### DATASET EXCERPTS

>> START

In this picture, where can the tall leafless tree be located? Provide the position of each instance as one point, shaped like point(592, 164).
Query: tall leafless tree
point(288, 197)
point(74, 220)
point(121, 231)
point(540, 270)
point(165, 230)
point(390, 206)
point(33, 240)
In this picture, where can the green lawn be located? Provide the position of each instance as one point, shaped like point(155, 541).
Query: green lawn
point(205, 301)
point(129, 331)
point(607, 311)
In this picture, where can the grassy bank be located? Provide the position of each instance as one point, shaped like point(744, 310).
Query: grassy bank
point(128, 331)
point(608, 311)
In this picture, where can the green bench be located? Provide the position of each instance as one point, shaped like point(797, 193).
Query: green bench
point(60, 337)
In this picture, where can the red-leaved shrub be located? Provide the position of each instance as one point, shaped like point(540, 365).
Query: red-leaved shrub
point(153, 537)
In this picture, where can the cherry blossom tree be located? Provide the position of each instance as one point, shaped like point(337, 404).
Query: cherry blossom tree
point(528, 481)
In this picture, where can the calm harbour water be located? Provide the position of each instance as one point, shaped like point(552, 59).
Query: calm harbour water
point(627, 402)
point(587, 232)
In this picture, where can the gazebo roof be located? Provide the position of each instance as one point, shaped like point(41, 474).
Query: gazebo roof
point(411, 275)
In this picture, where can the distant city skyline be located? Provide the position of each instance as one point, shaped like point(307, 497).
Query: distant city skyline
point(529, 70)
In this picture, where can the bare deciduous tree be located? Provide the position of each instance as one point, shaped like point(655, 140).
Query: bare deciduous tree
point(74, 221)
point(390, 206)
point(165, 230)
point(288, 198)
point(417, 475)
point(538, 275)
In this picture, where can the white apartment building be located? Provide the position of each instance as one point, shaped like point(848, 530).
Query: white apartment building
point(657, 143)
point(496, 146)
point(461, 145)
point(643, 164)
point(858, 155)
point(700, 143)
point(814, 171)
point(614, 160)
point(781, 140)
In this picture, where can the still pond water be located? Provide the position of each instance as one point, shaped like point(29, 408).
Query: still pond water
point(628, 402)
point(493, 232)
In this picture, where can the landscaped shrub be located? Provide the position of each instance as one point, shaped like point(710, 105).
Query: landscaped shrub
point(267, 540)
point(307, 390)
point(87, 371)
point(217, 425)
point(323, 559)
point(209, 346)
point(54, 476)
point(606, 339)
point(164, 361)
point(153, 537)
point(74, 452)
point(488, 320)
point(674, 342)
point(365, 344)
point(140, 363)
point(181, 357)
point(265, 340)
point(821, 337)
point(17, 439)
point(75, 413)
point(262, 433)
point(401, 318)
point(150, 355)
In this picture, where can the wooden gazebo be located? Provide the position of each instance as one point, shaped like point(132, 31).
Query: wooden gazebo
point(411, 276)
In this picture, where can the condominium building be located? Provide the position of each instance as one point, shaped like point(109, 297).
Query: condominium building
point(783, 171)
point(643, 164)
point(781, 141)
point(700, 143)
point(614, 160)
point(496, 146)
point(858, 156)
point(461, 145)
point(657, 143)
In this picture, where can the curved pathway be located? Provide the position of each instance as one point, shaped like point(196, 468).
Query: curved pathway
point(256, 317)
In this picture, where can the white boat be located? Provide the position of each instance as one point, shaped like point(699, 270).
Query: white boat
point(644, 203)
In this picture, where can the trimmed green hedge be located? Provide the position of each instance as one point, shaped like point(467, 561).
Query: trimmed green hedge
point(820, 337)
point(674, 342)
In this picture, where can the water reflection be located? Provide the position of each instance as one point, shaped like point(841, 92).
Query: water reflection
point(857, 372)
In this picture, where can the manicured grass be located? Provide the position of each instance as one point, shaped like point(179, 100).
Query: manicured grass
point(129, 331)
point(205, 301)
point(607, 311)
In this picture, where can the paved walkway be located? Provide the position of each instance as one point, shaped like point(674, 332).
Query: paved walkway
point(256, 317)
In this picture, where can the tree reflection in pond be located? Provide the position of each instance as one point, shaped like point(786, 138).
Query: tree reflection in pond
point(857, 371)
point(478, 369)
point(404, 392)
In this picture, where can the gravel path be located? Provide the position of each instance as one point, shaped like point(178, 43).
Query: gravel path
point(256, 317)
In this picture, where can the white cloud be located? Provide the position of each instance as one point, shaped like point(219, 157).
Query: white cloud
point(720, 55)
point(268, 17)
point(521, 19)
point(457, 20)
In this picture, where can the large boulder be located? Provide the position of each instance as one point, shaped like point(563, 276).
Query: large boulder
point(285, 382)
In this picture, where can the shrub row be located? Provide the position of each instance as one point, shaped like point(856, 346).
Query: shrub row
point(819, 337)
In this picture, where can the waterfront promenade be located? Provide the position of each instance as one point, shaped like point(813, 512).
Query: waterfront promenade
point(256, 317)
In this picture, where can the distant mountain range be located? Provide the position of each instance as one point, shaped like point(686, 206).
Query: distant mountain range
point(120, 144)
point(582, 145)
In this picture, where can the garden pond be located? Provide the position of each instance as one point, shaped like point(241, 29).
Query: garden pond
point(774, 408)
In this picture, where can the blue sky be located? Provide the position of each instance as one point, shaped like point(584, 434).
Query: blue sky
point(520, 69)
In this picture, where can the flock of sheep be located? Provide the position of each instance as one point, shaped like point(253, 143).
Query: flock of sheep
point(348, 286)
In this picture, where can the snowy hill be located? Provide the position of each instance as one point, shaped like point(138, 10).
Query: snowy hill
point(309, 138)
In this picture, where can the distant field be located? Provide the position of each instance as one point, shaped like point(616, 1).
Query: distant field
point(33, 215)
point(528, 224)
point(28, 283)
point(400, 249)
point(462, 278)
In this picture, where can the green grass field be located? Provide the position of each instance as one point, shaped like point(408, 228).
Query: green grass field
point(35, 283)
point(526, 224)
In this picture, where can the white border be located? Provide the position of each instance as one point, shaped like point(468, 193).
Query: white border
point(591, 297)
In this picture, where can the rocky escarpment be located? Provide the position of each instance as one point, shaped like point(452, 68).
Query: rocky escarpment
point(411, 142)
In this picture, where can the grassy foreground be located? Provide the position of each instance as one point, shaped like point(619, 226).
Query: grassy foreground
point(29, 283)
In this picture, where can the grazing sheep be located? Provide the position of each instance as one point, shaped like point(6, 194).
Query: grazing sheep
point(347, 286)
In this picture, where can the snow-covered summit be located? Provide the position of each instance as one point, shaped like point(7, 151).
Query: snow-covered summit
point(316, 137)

>> END

### STATED TASK
Can you rewrite everything from the row containing "In this picture, where can the condominium" down to the row containing "point(457, 20)", with the requests included, multiplying each coordinate in the answer points by 1.8 and rounding to whole numbers with halves going up? Leave the sample points inside the requests unchanged.

### WRITTEN SOLUTION
In this picture, where can the condominium building be located? Provide the position of each instance as one point, shaped like point(109, 297).
Query: condominium building
point(1409, 308)
point(1157, 295)
point(1406, 254)
point(1260, 257)
point(1105, 288)
point(893, 263)
point(1544, 281)
point(830, 261)
point(1183, 257)
In this picture, where can the curved pathway be located? Provide the position of each instance as one point, shaped like point(196, 468).
Query: curved pathway
point(461, 571)
In this picture, where can the white boat be located? Provide the position of each instance as one point, shaped like point(699, 270).
Query: white boat
point(1159, 365)
In this picture, where can the trimmed green hedge be located? Provide the position of each instance as one point, shaped like point(467, 561).
Query: trimmed green hedge
point(1476, 607)
point(1213, 616)
In this picture, where can the water reflection be located? Provide the position of each instance as one point, shaped like point(841, 92).
Query: water reflection
point(1543, 670)
In this picture, where can the manicured grass be located? Provide the position of each instance as one point, shaped like point(179, 100).
Query: manicured grass
point(232, 596)
point(369, 542)
point(1093, 560)
In this picture, where can the paved walkway be located? Provide the position of each instance as one point, shaped like point(674, 332).
Query: paved walkway
point(461, 571)
In this picture, where can the tree reflection in pond be located? Provide the position of each instance as one point, shaped like point(786, 138).
Query: tree reflection in pond
point(1543, 668)
point(860, 664)
point(727, 706)
In this picture, where can the gravel path be located? Provide the position of each instance as one point, shaped like point(178, 43).
Query: gravel path
point(461, 571)
In this picture, where can the white cloud be located? Provide the position of each instance as one point, shaped like point(219, 157).
Query: white cloud
point(1296, 99)
point(482, 31)
point(938, 34)
point(823, 36)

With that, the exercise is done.